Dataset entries
>> BEGIN

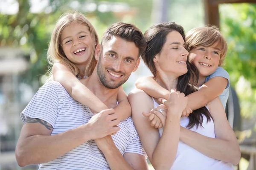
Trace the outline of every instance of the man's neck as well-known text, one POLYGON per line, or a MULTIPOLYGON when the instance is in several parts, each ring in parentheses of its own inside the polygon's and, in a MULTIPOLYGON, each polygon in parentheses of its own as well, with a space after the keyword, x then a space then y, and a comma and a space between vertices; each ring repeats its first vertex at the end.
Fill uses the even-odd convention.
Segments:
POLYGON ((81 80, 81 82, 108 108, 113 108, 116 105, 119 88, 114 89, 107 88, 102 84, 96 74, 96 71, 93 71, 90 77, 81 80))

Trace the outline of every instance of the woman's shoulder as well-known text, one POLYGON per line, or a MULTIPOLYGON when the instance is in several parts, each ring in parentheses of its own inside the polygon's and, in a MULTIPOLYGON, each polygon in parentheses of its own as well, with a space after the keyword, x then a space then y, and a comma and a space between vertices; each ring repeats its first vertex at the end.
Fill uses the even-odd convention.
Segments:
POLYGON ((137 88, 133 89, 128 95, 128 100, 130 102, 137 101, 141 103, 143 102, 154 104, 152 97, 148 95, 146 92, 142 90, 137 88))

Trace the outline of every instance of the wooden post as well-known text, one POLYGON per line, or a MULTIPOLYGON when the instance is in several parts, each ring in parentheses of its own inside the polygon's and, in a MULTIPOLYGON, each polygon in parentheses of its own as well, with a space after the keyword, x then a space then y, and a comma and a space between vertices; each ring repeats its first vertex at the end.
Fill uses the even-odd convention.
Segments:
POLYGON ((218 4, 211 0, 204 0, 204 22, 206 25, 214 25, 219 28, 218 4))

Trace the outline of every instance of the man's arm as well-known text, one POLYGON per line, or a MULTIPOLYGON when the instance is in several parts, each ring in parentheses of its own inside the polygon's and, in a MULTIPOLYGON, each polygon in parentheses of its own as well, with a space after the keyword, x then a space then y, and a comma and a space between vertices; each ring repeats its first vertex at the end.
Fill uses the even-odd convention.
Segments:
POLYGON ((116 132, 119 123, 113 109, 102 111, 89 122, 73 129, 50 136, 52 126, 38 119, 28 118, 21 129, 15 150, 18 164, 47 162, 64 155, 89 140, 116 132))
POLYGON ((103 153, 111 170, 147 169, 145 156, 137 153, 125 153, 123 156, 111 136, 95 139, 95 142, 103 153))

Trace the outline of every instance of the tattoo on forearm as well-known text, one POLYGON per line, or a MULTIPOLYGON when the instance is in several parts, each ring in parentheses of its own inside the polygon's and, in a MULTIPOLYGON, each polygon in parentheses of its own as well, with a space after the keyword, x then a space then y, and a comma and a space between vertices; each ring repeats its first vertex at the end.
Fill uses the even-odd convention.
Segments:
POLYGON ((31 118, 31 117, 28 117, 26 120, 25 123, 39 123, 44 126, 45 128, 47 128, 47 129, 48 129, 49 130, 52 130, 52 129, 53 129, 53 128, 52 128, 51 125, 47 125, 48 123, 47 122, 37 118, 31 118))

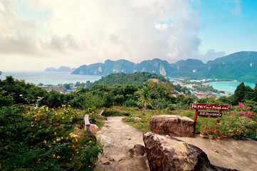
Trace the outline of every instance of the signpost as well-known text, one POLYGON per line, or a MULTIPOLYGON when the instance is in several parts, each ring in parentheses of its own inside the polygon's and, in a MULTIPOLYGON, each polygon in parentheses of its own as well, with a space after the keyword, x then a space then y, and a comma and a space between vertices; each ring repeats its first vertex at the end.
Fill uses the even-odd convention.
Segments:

>> END

INSTRUCTIONS TO FOLLOW:
Put all of the lines above into a JSON list of strings, one string per line, with blank lines left out. Leave the pictures out of the list.

EXERCISE RESPONSE:
[
  "Trace the outline of every instance of the man's neck as well-known text, one POLYGON per line, or a MULTIPOLYGON when the instance is in several parts, each ring in parentheses of its own inside the polygon's and, in a MULTIPOLYGON, each polygon in parentheses of its own as well, with a space after the keyword, x then a space then y, and a comma and a space between vertices; each ring repeats its first vertex at the end.",
  "Fill uses the even-odd convention.",
  "Segments:",
  "POLYGON ((81 80, 81 82, 108 108, 113 108, 116 105, 119 88, 114 89, 107 88, 102 84, 96 74, 96 71, 93 71, 90 77, 81 80))",
  "Trace the outline of every instance of the woman's shoulder as well-known text, one POLYGON per line, or a MULTIPOLYGON when the instance is in several parts, each ring in parentheses of its own inside the polygon's and, in a MULTIPOLYGON, each polygon in parentheses of its own as well, with a space after the keyword, x then a space then y, and a comma and a space between vertices; each ring repeats its first vertex at the end.",
  "Fill uses the even-odd convention.",
  "Segments:",
  "POLYGON ((137 88, 133 89, 128 95, 128 100, 130 102, 137 101, 141 103, 143 102, 154 104, 152 97, 148 95, 146 92, 142 90, 137 88))",
  "Trace the outline of every instance of the wooden post as well-known text, one POLYGON per line, or a MULTIPOLYGON when the instance is in several parts, each ring in parentheses of its own inside the polygon's and, in a MULTIPOLYGON, each polygon in parentheses of its own as well, with a space after the keyword, x then a space then y, and a comma and a space between vertices; each ring repeats its first vertex at the end.",
  "Fill uses the even-odd convention.",
  "Segments:",
  "POLYGON ((218 4, 211 0, 204 0, 204 22, 206 25, 214 25, 219 28, 218 4))",
  "Trace the outline of every instance of the man's arm as well-known text, one POLYGON per line, or a MULTIPOLYGON when the instance is in several parts, each ring in parentheses of its own inside the polygon's and, in a MULTIPOLYGON, each polygon in parentheses of its own as well, with a space after the keyword, x then a space then y, and a comma and a space between vertices; each ring repeats its first vertex at the end.",
  "Fill uses the even-odd convention.",
  "Segments:",
  "POLYGON ((116 132, 119 123, 113 109, 102 111, 89 122, 73 129, 50 136, 52 126, 38 119, 28 118, 21 129, 15 150, 18 164, 47 162, 64 155, 89 140, 116 132))",
  "POLYGON ((103 153, 111 170, 147 169, 145 156, 137 153, 125 153, 123 156, 111 136, 95 139, 95 142, 103 153))",
  "Trace the outline of every instance of the tattoo on forearm as well-known text, one POLYGON per line, or a MULTIPOLYGON when the instance is in several parts, each ring in parentheses of its own inside the polygon's and, in a MULTIPOLYGON, each polygon in parentheses of its own as well, with a space after the keyword, x then a space then y, and a comma and a space between vertices; each ring repeats its first vertex at the end.",
  "Fill uses the even-odd convention.",
  "Segments:",
  "POLYGON ((31 118, 31 117, 28 117, 26 120, 25 123, 39 123, 44 126, 45 128, 47 128, 47 129, 48 129, 49 130, 52 130, 52 129, 53 129, 53 128, 52 128, 51 125, 47 125, 48 123, 47 122, 37 118, 31 118))",
  "Trace the outline of every instance of the signpost as well-known text, one POLYGON per line, or a MULTIPOLYGON when the instance is in several parts, each ring in parentheses of its own inside the polygon's and, in a MULTIPOLYGON, each polygon in parentheses of its own as well, with a space after the keyword, x then a space then y, and a comma and a space between vertices; each ring repeats its first vertex at the end.",
  "Fill uses the even-odd convention.",
  "Segments:"
]